'''
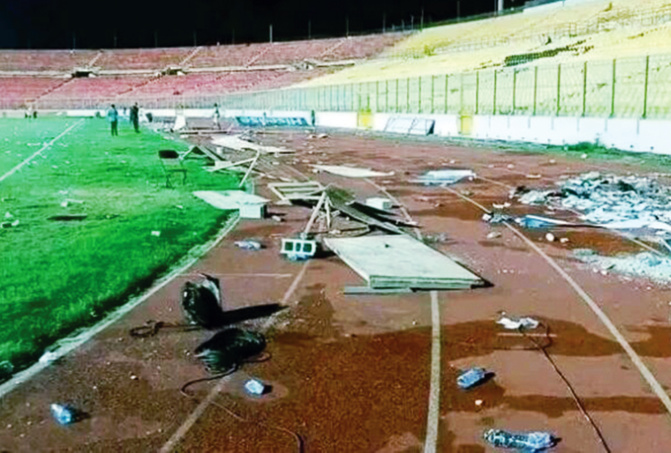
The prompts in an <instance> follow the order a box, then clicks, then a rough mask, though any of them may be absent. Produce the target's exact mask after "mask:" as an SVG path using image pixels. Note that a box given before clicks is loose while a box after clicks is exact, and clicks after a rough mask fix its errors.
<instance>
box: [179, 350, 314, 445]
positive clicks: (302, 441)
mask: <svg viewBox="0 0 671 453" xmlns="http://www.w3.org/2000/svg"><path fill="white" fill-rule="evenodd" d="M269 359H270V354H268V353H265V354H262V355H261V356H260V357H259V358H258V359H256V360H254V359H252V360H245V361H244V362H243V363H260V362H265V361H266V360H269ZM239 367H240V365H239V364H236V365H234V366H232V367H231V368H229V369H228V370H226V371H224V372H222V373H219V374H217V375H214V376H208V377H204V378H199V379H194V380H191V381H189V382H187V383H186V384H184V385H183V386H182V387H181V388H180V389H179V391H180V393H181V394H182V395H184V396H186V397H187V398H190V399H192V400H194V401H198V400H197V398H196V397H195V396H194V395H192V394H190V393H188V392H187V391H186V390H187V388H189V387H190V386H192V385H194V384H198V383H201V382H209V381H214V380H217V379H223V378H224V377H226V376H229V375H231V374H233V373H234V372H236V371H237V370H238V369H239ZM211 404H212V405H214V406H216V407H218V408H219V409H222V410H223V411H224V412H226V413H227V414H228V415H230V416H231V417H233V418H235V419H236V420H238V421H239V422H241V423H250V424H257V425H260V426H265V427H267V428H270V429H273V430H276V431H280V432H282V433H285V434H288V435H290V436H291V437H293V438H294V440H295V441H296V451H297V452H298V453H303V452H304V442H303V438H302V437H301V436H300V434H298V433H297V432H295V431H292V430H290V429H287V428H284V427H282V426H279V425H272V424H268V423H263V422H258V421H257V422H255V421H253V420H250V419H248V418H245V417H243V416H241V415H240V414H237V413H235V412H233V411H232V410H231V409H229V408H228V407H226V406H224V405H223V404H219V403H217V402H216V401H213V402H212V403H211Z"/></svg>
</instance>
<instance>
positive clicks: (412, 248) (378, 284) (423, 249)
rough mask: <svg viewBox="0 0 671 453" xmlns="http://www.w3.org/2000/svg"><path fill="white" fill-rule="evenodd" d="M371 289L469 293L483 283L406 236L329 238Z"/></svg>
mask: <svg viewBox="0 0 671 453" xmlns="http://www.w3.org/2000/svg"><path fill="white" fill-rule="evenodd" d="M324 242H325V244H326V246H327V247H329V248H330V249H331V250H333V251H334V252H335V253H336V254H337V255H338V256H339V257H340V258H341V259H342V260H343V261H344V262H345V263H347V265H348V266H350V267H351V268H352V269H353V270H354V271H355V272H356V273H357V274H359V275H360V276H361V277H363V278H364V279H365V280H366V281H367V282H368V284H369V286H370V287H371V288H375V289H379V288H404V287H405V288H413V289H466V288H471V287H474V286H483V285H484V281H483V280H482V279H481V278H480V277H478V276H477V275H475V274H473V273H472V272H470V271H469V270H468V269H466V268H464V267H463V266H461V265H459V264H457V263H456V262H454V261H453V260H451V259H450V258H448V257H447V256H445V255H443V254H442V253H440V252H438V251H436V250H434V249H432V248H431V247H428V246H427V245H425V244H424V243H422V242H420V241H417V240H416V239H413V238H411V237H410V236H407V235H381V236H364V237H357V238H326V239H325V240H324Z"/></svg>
'''
'''
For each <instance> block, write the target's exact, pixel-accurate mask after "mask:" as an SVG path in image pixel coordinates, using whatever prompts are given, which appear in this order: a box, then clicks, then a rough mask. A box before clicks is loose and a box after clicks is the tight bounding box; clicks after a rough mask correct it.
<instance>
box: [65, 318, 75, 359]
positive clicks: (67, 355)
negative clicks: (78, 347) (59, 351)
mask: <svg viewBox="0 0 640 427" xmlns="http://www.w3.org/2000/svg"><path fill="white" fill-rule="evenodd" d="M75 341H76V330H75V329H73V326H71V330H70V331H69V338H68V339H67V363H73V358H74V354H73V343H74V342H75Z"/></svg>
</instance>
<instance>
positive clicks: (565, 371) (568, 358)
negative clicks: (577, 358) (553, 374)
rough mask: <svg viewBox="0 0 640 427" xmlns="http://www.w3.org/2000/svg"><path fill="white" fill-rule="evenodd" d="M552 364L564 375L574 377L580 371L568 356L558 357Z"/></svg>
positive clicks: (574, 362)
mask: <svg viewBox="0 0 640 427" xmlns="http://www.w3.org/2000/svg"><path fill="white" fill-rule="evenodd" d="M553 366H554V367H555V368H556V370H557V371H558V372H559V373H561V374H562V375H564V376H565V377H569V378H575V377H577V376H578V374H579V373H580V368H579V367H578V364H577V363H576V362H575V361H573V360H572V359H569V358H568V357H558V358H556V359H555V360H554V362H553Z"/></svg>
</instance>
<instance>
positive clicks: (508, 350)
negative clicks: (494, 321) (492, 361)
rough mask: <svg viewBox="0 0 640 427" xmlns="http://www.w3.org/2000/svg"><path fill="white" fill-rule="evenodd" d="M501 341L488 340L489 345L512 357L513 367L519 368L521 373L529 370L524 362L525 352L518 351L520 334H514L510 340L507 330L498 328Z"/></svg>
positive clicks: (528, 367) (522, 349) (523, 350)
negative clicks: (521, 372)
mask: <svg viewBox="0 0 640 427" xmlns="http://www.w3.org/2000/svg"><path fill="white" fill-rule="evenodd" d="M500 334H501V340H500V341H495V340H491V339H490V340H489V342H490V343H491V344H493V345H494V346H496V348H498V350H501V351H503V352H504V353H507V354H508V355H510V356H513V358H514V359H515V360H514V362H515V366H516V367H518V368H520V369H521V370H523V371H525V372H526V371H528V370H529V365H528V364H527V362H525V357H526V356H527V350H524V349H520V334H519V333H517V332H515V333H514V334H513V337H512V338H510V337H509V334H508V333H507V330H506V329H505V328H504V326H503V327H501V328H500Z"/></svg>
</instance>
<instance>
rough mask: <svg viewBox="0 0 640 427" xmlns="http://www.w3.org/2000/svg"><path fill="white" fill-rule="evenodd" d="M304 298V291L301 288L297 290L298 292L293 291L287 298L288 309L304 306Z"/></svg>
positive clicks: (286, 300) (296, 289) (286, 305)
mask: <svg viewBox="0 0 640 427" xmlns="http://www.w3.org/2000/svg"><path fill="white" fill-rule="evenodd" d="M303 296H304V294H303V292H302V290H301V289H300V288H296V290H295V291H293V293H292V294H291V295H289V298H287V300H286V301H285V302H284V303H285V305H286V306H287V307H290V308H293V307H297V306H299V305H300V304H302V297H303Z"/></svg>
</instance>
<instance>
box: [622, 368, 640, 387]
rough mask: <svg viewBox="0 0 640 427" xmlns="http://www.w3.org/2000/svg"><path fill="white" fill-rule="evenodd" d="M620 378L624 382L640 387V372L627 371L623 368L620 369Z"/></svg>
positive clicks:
'''
● Work required:
Could you transcribe the entries above word for word, from the line with "The prompts in" down to the line with "box: [179, 350, 314, 445]", keeping both?

● Expected output:
The prompts in an <instance> follow the order a box, then clicks, then a rough mask, though any of them may be absent. Produce the target's exact mask after "mask:" as an SVG path using image pixels. Note that a box given before clicks is loose while a box after clicks is exact, and clicks after a rough mask fix its errors.
<instance>
box: [179, 350, 314, 445]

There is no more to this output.